[Begin]

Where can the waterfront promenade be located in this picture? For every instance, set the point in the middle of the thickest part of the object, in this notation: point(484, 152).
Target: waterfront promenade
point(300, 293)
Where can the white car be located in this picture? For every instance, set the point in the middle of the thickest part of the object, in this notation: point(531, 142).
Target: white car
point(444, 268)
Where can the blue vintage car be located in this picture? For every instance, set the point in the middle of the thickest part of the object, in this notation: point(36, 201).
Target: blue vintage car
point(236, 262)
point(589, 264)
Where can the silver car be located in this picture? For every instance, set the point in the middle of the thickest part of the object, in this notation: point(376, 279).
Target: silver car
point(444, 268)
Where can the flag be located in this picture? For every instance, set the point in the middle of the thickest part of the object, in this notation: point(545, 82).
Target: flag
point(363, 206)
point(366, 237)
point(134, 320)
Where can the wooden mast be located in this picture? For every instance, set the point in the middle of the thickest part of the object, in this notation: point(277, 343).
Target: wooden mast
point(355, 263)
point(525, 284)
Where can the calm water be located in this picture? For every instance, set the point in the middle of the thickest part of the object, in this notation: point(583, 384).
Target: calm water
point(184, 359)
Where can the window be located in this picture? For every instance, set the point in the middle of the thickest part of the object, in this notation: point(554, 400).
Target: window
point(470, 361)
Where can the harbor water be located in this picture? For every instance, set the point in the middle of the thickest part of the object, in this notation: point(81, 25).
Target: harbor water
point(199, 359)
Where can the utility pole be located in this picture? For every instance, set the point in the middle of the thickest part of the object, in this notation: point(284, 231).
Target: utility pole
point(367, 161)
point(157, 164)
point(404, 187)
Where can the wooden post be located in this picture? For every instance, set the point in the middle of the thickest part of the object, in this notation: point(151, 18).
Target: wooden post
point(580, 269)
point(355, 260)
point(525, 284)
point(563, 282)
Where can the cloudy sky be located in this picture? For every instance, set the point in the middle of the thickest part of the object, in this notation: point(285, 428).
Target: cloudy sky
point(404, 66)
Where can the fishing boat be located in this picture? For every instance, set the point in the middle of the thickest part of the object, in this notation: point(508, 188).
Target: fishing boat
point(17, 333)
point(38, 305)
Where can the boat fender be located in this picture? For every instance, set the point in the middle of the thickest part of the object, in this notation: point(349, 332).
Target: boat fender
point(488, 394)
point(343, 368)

[End]

- [Given request]
Write out every one of the entries above again, word for word, with nothing changed.

- [Written solution]
Where can the waterfront promenade be located in this picture? For every instance, set the point in the middle of the thickest part of the object, in this notation: point(484, 152).
Target: waterfront promenade
point(300, 293)
Where can the white car be located in this picture? For every instance, set the point in the middle of the thickest part of the object, in this notation: point(531, 142).
Target: white car
point(444, 268)
Where can the blue vintage car be located in this picture? For every instance, set the point in the middle of the thickest part of the object, in this notation: point(36, 201).
Target: blue vintage car
point(236, 262)
point(589, 264)
Where can the silver car be located in this picture? For every instance, set the point in the middle of the thickest part of the object, in this notation: point(376, 279).
Target: silver car
point(444, 268)
Where can the flag be located in this picture? For every instance, set the point in the middle of the thickest part of the object, in this notation: point(545, 82).
Target: flag
point(363, 206)
point(366, 237)
point(134, 320)
Where can the wooden mast be located in this picture? For every instance, set the point in the middle of the thickest part of the object, in this notation: point(277, 343).
Target: wooden mast
point(355, 263)
point(525, 284)
Where can the calm water be located in this picture? For every instance, set the point in the middle of the thickest part of the object, in this notation: point(583, 384).
Target: calm water
point(184, 359)
Where can the window be located in this picture? For every instance, set the point in the middle of the thickest part of the object, in this notation: point(554, 400).
Target: window
point(470, 361)
Where can the harbor water be located in this picture? For every instance, set the point in the middle of the thickest part of the object, in this notation: point(81, 25).
Target: harbor water
point(199, 359)
Where can the utility pole be located in this picture? For every instance, set the point in the middle of the thickest part of the object, in this notation: point(284, 231).
Target: utility pole
point(367, 161)
point(157, 164)
point(404, 187)
Where can the wooden post be located in this picture? For every instance, set the point in the middle of the thickest part of the object, in this notation: point(151, 18).
Target: wooden post
point(580, 269)
point(355, 260)
point(525, 284)
point(563, 282)
Where can the cloudy sky be located in this picture? For every instance, set the point in the middle of the thickest part of the object, in this notation: point(285, 428).
Target: cloudy sky
point(404, 66)
Where can the fishing boat be located in this picture? For every instance, set the point in the middle of the thickest part of the object, in this notation: point(508, 188).
Target: fishing boat
point(17, 333)
point(38, 305)
Where can the boat fender be located in this picture? For every instance, set the point in the middle of the thickest part of the object, in this notation: point(349, 332).
Target: boat fender
point(488, 394)
point(343, 368)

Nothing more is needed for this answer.